> [What this task involves]: Swap every occurrence of "innermost point" in the lines below for "most interior point", and reproduce all of the lines with no other change.

> [Material provided]:
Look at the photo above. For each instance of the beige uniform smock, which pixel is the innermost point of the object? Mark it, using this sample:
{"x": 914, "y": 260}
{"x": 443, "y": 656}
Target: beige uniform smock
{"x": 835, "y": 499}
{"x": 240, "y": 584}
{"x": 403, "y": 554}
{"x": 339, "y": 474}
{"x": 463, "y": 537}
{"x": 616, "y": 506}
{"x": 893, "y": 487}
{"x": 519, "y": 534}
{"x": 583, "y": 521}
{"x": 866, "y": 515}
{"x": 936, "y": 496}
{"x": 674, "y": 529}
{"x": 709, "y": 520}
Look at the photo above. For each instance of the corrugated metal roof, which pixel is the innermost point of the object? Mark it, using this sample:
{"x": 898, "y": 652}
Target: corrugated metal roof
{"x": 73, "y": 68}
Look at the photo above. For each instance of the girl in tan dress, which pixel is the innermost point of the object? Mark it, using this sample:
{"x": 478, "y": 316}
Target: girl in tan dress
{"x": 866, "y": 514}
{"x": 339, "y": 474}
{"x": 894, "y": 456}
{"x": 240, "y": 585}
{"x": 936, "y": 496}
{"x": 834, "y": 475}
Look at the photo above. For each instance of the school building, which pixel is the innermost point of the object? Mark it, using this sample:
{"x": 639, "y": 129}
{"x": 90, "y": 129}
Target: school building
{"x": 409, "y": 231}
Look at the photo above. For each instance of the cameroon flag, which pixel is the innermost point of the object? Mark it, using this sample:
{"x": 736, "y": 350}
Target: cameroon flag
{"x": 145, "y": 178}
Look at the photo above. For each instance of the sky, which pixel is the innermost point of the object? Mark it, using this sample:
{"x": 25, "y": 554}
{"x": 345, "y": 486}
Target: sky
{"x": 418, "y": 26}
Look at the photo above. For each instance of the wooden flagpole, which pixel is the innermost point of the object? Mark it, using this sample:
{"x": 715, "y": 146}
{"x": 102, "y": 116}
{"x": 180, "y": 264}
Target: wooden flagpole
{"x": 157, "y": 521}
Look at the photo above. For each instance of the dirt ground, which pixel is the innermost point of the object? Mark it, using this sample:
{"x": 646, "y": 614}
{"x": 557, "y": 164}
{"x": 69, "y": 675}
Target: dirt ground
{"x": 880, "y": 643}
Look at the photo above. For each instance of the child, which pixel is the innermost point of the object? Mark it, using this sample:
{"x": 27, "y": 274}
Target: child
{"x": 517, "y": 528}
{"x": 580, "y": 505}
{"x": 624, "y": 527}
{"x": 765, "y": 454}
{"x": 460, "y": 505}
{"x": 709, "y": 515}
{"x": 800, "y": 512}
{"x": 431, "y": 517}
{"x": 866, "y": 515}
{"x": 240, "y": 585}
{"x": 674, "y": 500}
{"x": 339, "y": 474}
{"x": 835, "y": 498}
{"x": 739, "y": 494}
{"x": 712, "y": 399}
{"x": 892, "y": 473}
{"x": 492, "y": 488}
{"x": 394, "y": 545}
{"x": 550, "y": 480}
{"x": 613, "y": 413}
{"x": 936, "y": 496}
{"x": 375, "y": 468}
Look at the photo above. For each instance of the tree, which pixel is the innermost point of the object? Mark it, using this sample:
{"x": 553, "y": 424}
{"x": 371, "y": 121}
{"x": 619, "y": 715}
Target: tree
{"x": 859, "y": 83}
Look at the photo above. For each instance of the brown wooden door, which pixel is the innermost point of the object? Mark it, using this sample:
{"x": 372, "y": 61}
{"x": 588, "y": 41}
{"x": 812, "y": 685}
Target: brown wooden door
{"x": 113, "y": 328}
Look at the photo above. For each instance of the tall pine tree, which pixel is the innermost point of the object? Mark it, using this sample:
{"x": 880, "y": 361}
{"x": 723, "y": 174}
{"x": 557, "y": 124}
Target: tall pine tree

> [Response to this task]:
Look at the photo above. For each instance of the beige uniform smock, which pixel is the most interior point of the object? Mark it, using this sample:
{"x": 914, "y": 260}
{"x": 443, "y": 656}
Target: beige uniform smock
{"x": 835, "y": 499}
{"x": 240, "y": 584}
{"x": 403, "y": 554}
{"x": 339, "y": 474}
{"x": 463, "y": 537}
{"x": 616, "y": 506}
{"x": 893, "y": 487}
{"x": 519, "y": 534}
{"x": 583, "y": 521}
{"x": 866, "y": 515}
{"x": 936, "y": 496}
{"x": 674, "y": 529}
{"x": 709, "y": 520}
Look at the photo above. For each instance of the corrugated metal roof, which pixel is the most interior point of the object? Mark it, using this sample:
{"x": 898, "y": 652}
Target: corrugated metal roof
{"x": 73, "y": 68}
Look at the photo above. For each instance of the girl in tan dress, which pixel is the most interior point of the object? Mark it, using this sample:
{"x": 478, "y": 316}
Target: girl in tan dress
{"x": 866, "y": 514}
{"x": 339, "y": 474}
{"x": 894, "y": 456}
{"x": 240, "y": 585}
{"x": 936, "y": 496}
{"x": 834, "y": 475}
Look at the photo above. For each instance of the school building, which pixel is the most interior point of the object? Mark it, using this sample:
{"x": 639, "y": 129}
{"x": 90, "y": 129}
Target: school building
{"x": 409, "y": 231}
Look at the photo above. For each instance of the cameroon flag, which pixel is the most interior point of the object? Mark it, using this sample:
{"x": 736, "y": 350}
Target: cameroon flag
{"x": 145, "y": 178}
Look at the photo above. For each instance of the sky, which pixel is the most interior point of the object? Mark it, using this sample:
{"x": 25, "y": 554}
{"x": 345, "y": 486}
Target: sky
{"x": 418, "y": 26}
Look at the photo above. For each instance of the wooden flagpole, which pixel is the most interior point of the object? Mark it, using this sample:
{"x": 715, "y": 146}
{"x": 102, "y": 116}
{"x": 180, "y": 264}
Target: wooden flagpole
{"x": 157, "y": 521}
Look at the photo above. For each instance of the dirt ground, which pixel is the most interior point of the object? Mark it, using this sample:
{"x": 646, "y": 614}
{"x": 557, "y": 164}
{"x": 69, "y": 675}
Target: dirt ground
{"x": 880, "y": 643}
Look at the photo above. For each instance of the child, which pixel is the most interior point of the object? Mark it, using this sample:
{"x": 27, "y": 274}
Target: child
{"x": 517, "y": 528}
{"x": 580, "y": 505}
{"x": 624, "y": 527}
{"x": 765, "y": 454}
{"x": 460, "y": 505}
{"x": 709, "y": 515}
{"x": 800, "y": 512}
{"x": 431, "y": 517}
{"x": 866, "y": 515}
{"x": 240, "y": 585}
{"x": 674, "y": 500}
{"x": 339, "y": 474}
{"x": 835, "y": 498}
{"x": 739, "y": 494}
{"x": 712, "y": 399}
{"x": 892, "y": 473}
{"x": 492, "y": 488}
{"x": 394, "y": 545}
{"x": 550, "y": 480}
{"x": 613, "y": 413}
{"x": 936, "y": 496}
{"x": 375, "y": 468}
Look at the photo above. For each instance of the tree, which pixel is the most interior point of the object? Mark it, using this sample:
{"x": 553, "y": 424}
{"x": 371, "y": 121}
{"x": 619, "y": 715}
Target: tree
{"x": 859, "y": 83}
Look at the photo above. For each instance of the brown wooden door, which pixel is the most interior point of the object? Mark it, using this sample:
{"x": 372, "y": 61}
{"x": 588, "y": 41}
{"x": 812, "y": 685}
Target: brown wooden door
{"x": 113, "y": 328}
Look at the photo above. For each instance of the tall pine tree, which pixel is the most interior point of the object? Mark it, using this sample:
{"x": 880, "y": 361}
{"x": 723, "y": 174}
{"x": 557, "y": 124}
Target: tall pine tree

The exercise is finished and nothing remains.